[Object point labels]
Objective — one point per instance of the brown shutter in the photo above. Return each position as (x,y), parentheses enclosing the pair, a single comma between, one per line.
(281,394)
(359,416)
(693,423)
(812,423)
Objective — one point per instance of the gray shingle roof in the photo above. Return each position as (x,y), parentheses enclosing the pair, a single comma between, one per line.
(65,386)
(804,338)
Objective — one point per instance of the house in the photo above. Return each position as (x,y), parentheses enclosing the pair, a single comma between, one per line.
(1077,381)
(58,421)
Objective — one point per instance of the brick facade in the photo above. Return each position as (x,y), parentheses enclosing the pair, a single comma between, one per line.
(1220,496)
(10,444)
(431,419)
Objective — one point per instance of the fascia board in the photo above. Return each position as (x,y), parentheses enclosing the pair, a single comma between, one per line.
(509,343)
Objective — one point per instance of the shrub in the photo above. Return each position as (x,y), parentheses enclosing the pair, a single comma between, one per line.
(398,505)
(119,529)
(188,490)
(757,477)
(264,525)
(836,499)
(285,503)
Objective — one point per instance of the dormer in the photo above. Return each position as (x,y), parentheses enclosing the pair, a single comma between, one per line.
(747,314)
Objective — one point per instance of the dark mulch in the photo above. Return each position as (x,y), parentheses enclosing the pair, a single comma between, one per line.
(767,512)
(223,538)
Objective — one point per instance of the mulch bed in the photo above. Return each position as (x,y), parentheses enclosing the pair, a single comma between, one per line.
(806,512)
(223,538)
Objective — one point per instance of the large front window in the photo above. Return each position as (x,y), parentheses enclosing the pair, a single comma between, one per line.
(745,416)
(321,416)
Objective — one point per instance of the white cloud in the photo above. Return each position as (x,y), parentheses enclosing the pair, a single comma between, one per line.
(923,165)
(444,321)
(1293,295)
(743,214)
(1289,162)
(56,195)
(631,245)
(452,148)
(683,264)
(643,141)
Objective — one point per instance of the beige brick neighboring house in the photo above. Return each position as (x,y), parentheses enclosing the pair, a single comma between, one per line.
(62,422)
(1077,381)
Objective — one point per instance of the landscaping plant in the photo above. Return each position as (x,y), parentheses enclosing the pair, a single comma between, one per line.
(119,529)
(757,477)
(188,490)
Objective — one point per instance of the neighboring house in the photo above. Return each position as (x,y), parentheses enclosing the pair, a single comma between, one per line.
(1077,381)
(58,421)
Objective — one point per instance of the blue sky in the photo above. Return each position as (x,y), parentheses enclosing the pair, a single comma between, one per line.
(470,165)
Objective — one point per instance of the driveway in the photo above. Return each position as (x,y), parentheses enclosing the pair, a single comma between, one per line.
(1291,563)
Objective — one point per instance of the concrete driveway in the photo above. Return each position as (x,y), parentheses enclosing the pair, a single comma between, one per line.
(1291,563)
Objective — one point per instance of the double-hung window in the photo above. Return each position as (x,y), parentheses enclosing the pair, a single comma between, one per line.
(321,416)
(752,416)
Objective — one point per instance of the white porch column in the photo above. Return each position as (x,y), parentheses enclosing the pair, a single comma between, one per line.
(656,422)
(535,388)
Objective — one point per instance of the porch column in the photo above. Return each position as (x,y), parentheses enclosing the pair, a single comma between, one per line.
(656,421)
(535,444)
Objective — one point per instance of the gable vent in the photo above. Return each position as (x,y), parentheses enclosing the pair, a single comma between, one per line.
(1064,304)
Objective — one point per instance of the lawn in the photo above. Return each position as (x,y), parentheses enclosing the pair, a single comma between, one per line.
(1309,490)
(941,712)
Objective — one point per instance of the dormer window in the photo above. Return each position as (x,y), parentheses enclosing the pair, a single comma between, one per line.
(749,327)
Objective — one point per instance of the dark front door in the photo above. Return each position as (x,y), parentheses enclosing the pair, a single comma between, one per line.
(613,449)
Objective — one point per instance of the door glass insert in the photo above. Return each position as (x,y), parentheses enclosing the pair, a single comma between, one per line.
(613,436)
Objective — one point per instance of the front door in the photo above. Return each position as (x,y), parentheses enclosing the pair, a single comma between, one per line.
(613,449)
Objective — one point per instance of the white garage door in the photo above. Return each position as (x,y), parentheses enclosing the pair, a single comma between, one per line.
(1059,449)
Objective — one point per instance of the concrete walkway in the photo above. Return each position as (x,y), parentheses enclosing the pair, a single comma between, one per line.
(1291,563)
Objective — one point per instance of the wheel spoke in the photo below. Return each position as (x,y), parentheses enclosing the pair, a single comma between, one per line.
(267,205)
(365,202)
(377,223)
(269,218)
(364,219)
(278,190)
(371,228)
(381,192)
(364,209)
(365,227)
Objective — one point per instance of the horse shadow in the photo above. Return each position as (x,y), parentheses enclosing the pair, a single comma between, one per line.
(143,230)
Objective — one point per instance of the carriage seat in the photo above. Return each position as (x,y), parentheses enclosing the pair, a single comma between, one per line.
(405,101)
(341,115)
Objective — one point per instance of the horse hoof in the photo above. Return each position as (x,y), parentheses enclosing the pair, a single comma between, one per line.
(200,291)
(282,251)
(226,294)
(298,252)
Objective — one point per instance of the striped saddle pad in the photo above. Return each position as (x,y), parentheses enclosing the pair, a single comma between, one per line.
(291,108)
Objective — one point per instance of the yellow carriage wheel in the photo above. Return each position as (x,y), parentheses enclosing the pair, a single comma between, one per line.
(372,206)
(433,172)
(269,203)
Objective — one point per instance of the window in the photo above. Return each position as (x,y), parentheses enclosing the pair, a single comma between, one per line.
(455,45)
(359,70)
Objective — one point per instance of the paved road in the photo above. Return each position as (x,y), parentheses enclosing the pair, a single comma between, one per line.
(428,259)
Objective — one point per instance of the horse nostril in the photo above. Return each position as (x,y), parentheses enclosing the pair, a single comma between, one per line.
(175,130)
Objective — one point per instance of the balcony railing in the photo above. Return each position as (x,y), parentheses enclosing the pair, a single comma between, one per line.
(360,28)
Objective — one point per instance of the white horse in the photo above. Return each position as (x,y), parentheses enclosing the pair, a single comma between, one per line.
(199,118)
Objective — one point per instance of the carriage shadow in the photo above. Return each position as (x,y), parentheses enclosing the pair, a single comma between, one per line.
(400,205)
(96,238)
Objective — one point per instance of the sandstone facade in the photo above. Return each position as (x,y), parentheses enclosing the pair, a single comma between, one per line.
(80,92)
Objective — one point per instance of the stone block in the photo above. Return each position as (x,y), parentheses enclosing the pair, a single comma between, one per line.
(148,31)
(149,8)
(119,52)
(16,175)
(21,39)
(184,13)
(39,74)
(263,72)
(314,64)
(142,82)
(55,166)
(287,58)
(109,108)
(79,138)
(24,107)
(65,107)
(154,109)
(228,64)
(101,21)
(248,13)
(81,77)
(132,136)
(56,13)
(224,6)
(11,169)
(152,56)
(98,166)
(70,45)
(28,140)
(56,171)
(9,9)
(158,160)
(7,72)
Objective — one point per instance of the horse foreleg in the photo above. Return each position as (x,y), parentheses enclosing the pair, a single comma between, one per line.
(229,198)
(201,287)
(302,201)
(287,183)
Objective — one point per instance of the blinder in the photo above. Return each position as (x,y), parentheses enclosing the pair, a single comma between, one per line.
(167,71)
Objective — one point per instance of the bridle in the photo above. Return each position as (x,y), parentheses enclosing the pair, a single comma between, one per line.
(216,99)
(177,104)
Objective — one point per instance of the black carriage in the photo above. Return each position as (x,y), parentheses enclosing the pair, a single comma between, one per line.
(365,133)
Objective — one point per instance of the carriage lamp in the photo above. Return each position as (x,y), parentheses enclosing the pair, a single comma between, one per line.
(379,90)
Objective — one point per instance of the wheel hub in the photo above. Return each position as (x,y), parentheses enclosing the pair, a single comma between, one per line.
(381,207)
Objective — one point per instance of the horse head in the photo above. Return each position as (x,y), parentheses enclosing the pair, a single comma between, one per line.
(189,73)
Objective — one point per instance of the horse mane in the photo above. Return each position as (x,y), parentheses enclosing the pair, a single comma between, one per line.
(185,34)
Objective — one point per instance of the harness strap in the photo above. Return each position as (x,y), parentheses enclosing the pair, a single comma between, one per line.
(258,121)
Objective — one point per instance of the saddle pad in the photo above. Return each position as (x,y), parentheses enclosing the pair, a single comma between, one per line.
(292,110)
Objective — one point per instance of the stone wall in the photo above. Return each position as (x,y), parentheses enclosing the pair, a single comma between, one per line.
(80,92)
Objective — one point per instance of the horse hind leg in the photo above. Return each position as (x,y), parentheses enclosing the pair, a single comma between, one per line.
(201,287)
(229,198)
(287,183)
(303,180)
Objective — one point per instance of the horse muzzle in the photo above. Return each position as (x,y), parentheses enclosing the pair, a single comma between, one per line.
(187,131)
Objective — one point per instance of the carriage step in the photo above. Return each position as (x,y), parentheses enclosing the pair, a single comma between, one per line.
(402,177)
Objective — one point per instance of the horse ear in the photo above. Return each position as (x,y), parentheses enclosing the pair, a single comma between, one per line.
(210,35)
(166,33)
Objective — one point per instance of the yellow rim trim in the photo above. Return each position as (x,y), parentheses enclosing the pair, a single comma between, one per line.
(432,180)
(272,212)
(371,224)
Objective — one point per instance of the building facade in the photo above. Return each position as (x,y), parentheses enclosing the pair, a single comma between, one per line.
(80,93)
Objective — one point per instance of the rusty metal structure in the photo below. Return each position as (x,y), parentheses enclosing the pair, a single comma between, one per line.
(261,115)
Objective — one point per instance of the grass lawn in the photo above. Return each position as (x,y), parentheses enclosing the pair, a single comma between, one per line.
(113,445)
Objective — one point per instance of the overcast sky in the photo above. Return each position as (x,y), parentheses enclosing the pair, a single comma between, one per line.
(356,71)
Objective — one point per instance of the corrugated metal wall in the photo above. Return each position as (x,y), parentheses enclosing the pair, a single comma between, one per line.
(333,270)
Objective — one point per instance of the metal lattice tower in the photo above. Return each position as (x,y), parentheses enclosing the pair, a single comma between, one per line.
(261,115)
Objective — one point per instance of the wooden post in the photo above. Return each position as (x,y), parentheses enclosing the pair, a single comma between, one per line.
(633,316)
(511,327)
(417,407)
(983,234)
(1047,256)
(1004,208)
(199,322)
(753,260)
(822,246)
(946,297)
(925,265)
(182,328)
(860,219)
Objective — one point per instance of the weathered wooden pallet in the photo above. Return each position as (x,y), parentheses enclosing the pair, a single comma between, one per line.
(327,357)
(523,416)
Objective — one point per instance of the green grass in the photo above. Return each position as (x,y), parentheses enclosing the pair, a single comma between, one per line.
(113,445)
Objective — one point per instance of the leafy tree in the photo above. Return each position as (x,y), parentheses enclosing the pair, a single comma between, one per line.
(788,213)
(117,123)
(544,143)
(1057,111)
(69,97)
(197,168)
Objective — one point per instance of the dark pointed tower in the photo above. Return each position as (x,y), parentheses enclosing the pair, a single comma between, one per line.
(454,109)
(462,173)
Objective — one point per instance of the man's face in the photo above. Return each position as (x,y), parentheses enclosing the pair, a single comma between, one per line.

* [WHAT THE TASK ASKS]: Write out exactly the final stretch of the records: the line containing "Objective — one point per instance of the leafy" and every line after it, through the last, and nothing else.

* [CORRECT ANSWER]:
Objective — one point per instance of the leafy tree in the photo above. Return each position as (x,y), parentheses enclosing the pair, a single comma between, one per line.
(788,213)
(117,123)
(544,143)
(1057,111)
(69,97)
(197,168)
Objective — one point per instance of the dark pointed tower in the photo above. Return each position as (x,y), parentheses enclosing the pair, a single comma between, one per line.
(454,109)
(462,173)
Objective — one point per instance of the man's face in the photo above. Return each position as (x,y), parentheses enclosing the pair, a single comma between, one per line.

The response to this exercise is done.